— What you should do —
Please transcribe each of the records exactly as given.

— Information provided —
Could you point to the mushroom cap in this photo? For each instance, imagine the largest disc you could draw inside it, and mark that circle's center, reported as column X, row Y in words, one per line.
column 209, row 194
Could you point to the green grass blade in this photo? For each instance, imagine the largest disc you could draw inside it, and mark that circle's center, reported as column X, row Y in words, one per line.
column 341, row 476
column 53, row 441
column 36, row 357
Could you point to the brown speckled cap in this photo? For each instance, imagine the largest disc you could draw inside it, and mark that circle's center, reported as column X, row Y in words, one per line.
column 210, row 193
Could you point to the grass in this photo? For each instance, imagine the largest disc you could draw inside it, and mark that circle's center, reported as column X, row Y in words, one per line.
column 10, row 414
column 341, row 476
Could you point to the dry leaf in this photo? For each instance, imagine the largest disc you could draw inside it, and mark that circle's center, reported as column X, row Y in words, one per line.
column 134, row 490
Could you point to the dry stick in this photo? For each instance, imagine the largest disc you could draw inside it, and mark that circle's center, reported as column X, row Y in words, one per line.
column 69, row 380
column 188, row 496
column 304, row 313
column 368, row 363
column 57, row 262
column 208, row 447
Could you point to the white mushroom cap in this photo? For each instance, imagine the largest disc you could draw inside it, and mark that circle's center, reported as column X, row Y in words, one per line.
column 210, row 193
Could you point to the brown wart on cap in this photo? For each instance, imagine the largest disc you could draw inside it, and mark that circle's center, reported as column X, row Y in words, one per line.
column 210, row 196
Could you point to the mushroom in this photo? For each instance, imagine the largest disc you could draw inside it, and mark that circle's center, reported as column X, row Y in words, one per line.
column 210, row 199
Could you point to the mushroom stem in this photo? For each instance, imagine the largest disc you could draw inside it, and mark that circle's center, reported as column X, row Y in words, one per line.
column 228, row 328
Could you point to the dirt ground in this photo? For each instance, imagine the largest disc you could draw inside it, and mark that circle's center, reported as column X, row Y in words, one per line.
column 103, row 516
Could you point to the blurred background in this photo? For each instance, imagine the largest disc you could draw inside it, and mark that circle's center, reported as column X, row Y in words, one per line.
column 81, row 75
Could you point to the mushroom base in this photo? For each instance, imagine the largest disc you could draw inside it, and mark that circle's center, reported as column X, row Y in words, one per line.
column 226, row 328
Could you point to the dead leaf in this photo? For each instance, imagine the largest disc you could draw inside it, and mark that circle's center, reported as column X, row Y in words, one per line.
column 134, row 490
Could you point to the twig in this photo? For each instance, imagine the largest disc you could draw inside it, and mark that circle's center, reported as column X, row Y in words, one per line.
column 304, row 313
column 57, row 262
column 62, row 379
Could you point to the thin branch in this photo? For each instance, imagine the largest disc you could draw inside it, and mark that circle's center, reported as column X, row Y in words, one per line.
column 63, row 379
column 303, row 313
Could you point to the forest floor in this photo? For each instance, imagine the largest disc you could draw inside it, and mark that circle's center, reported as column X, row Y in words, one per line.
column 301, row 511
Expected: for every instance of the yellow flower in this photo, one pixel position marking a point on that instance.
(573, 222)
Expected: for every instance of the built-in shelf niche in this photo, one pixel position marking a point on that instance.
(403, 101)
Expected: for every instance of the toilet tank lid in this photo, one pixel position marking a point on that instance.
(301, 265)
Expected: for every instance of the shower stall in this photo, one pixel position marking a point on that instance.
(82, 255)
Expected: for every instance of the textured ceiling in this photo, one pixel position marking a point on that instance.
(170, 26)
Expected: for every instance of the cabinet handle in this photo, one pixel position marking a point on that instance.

— Answer to this task —
Could you point to the mushroom cap in this photo? For each instance, imagine the largest disc you could draw inside it, and mark that circle's center, reported as column X, row Y in words, one per line.
column 209, row 194
Could you point to the green grass blade in this photo? For each instance, imagine the largest disc you could draw inside it, and mark that circle's center, reported as column X, row Y in words, one per line.
column 341, row 476
column 53, row 441
column 36, row 357
Could you point to the brown speckled cap in this photo? For each instance, imagine the largest disc you could draw inside it, and mark that circle's center, reported as column X, row Y in words, one per line.
column 210, row 193
Could you point to the grass in this photo? For each instance, imagine the largest disc you could draw inside it, and mark that circle's center, reported as column X, row Y in words, one per line.
column 10, row 414
column 341, row 476
Could you point to the dry leaf in this photo? For each instance, imagine the largest disc you could draw inside it, and mark that circle's center, reported as column X, row Y in words, one per line.
column 134, row 490
Could you point to the dry stick in this photo? For each instance, imagine the largest disc you could draw inside it, and mark that circle's center, reported as column X, row Y in words, one per line.
column 69, row 380
column 188, row 496
column 304, row 313
column 368, row 363
column 57, row 262
column 208, row 447
Could you point to the white mushroom cap in this photo? For each instance, imagine the largest disc you could draw inside it, and mark that circle's center, reported as column X, row Y in words, one per line.
column 210, row 193
Could you point to the brown wart on cap in this photo? For each instance, imagine the largest disc you could draw inside it, and mark that circle's center, reported as column X, row Y in words, one per line.
column 210, row 196
Could you point to the mushroom in this photo? For each instance, imagine the largest disc you could draw inside it, and mark that circle's center, reported as column X, row Y in words, one per line.
column 210, row 199
Could you point to the mushroom stem in this photo? For each instance, imagine the largest disc you could draw inside it, and mark that circle's center, reported as column X, row Y in words, one per line.
column 228, row 328
Could you point to the dirt ground in this photo? For each instance, imagine the largest disc you could draw inside it, and mark that circle's center, reported as column X, row Y in words, one per line.
column 103, row 516
Could you point to the blurred background in this photo? For each instance, imagine the largest disc you could draw inside it, and mark that circle's center, reported as column X, row Y in words, one per line.
column 81, row 75
Could you point to the mushroom base in this photo? For each instance, imagine the largest disc you could draw inside it, and mark that circle's center, reported as column X, row Y in words, one per line.
column 226, row 328
Could you point to the dead leaf in this photo? For each instance, imagine the largest disc you could draw inside it, and mark that circle's center, reported as column X, row Y in words, one per line.
column 134, row 490
Could you point to the twig in this photo? For each instance, imagine the largest disc you could draw inside it, and mark that circle's center, reported as column X, row Y in words, one per line.
column 304, row 313
column 57, row 262
column 62, row 379
Could you point to the thin branch in this photo? For each instance, imagine the largest disc you could draw inside it, and mark that circle's center, reported as column X, row Y in words, one per line.
column 63, row 379
column 303, row 313
Could you point to the forest floor in this photo? For each instance, imagine the largest disc you could draw inside it, and mark that circle's center, reported as column X, row Y in words, one per line.
column 301, row 511
Expected: for every instance of the yellow flower in this photo, one pixel position marking a point on that instance.
(573, 222)
Expected: for every instance of the built-in shelf niche in this photo, one pixel position marking a point on that instance.
(403, 101)
Expected: for every instance of the toilet tank lid in this photo, one pixel position marking a point on that instance.
(301, 265)
Expected: for every instance of the shower stall in this photo, one pixel position marking a point on that instance.
(82, 255)
Expected: for every instance of the textured ceiling in this photo, one pixel position marking a point on that instance.
(170, 26)
Expected: for every instance of the cabinet handle in this photo, one pixel position marking a point on that instance.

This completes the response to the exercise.